## DOCUMENT SEGMENT

^^^^

However, I did not really start to study q-series in their own right (as opposed to regarding them as having connections with q-continued fractions) until several years later. I continued to work in the area of continued fractions. Doug Bowman, who I knew was interested in continued fractions, became my thesis advisor, and I defended my thesis in May 2002 (the topic related to the convergence behavior of q-continued fractions, such as the Rogers-Ramanujan continued fraction, on the unit circle, at points which were not roots of unity).

I took up a visiting position at Trinity College, in Hartford, Ct, with the aim of continuing my research on continued fractions, collaborating with Nancy Wyshinski at Trinity, whose interests lay in the analytic theory of continued fractions. I continued to work almost entirely in the broad field of continued fractions up until around 2008, when I got interested in the area of basic hypergeometric series again, when trying to prove some identities I had found experimentally, via a computer search. Since then, my primary research interests have generally moved over to the broad field of q-series.

As I read deeper, I discovered many interesting methods for proving basic hypergeometric identities that had appeared during the last 50 or so years. Many new interesting mathematical objects had likewise appeared in the field of q-series, and our understanding of many classical objects has also developed.

Examples of the new methods and techniques (or in some cases, new applications of existing methods and techniques) included the anti-telescoping method of Andrews, Cauchy augmentation, applications of the Cauchy differential operator, q-Lagrange inversion, matrix inverse methods, the WZ-method and the q-Zeilberger algorithm, applications of Abel summation, q-Engel expansion of q-functions, etc.

Apart from the development of new methods to prove q-series identities, other developments in the field include the connection between mock theta functions and Maass forms made by Zwegers, elliptic hypergeometric functions, many developments in the topics of Bailey- and WP-Bailey pairs and chains/lattices, various classes of multi-sum identities such as the Andrews-Gordon identities

explicit formulae for radial limits for many of the mock theta functions, congruence relations (and other properties) for the generating functions of new partition functions (the crank, overpartitions, smallest parts function, etc.), various polynomial versions of Slater-type identities, m-versions of Slater-type identities, new modular relations for various q-functions, multi-sectioning of various infinite products, and many others.

Most of these results were scattered throughout the mathematical literature, and as time went on, the thought grew that it would be good to bring many of these developments together and present them in a way that would be accessible to beginners in the field. That idea was the original motivation for this book.¹

The book starts with the basics, and Chapters 2–8 cover what might be described as classical material in the subject, namely, the q-binomial theorem, Heine’s transformation and various summations that derive from it, transformations of Watson (₈ϕ₇) and Bailey (₁₀ϕ₉), the Jacobi triple product identity, Ramanujan’s ₁ψ₁ summation and Bailey’s ₆ψ₆ summation. These chapters, with perhaps a selection of topics from Chapter 9 (the Rogers-Fine Identity), Chapter 10 (Bailey Pairs), Chapter 14 (Gaussian Polynomials), Chapter 15 (Bijective Proofs) and Chapter 17 (Lambert Series), could easily provide material for an undergraduate topics course. Every chapter has an extensive selection of exercises.

The remainder of the book contains an extensive treatment of many aspects of Bailey- and WP-Bailey pairs and chains in Chapters 11–13, a quite comprehensive introduction to q-continued fractions in Chapter 16, and an introduction to the mock theta functions in Chapter 18. The book can also serve as a text for a graduate course, the selection of topics beyond the basic ones being up to the instructor.

^^^^

## REQUIREMENT A
Copy the stretch of records from the line containing "[tag] one dot per instance, sample [149,102]." through the end of the records, switching "forest floor" to "woodland ground" and leaving everything else unchanged.

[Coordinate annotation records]
^^^^

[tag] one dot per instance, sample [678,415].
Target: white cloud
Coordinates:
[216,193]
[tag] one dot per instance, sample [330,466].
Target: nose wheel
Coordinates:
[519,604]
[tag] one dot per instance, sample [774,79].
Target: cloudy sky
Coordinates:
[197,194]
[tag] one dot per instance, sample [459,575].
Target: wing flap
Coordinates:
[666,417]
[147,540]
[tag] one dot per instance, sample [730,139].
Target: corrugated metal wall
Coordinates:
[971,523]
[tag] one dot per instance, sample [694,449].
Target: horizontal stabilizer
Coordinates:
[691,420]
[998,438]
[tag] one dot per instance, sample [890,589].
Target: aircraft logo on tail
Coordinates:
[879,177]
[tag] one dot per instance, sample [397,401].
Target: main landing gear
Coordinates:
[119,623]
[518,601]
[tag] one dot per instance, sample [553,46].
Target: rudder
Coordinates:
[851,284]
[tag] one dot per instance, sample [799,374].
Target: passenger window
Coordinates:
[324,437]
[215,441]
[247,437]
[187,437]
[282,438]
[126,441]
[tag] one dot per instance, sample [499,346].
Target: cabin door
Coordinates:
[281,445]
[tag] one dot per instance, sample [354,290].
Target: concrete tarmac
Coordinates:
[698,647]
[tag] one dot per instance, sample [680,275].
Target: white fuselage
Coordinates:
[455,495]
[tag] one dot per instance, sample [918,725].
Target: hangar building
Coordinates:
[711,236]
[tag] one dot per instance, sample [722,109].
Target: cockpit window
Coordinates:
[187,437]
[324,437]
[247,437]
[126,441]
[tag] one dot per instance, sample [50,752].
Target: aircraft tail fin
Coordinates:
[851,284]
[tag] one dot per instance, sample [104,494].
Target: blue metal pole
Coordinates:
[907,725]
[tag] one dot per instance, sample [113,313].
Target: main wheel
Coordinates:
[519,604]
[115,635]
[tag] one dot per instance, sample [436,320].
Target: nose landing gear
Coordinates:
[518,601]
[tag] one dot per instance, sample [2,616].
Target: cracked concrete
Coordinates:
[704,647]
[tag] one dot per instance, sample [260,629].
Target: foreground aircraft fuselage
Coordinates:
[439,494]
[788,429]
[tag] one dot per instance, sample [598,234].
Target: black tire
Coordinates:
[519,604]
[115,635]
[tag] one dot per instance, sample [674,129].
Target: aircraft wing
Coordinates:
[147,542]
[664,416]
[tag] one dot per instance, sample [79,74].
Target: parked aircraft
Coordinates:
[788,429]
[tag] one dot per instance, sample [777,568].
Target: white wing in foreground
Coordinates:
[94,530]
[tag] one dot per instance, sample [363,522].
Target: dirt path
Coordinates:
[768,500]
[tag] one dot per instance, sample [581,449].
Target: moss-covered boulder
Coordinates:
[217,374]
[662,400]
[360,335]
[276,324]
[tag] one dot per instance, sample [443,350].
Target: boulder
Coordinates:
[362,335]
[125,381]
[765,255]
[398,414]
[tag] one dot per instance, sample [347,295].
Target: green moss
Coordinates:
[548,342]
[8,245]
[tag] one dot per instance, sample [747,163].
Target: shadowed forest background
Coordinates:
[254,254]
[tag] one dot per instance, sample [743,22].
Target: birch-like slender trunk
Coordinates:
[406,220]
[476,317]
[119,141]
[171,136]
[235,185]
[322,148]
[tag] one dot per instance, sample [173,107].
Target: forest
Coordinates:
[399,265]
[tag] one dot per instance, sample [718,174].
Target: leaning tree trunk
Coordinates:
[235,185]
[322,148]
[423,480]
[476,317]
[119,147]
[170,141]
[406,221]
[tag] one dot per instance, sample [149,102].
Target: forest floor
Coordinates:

^^^^

## REQUIREMENT B
Sum up the account of the q-series book in two sentences.

## EXERCISE OUTPUT A
[tag] one dot per instance, sample [149,102].
Target: woodland ground
Coordinates:

## EXERCISE OUTPUT B
The author worked mainly on continued fractions, defending a thesis in May 2002 with Doug Bowman as advisor, and shifted to q-series after around 2008. The wish to bring scattered q-series developments together in a form accessible to beginners motivated the book, which covers classical material in Chapters 2–8 and later treats Bailey- and WP-Bailey pairs, q-continued fractions and mock theta functions, suiting both undergraduate and graduate courses.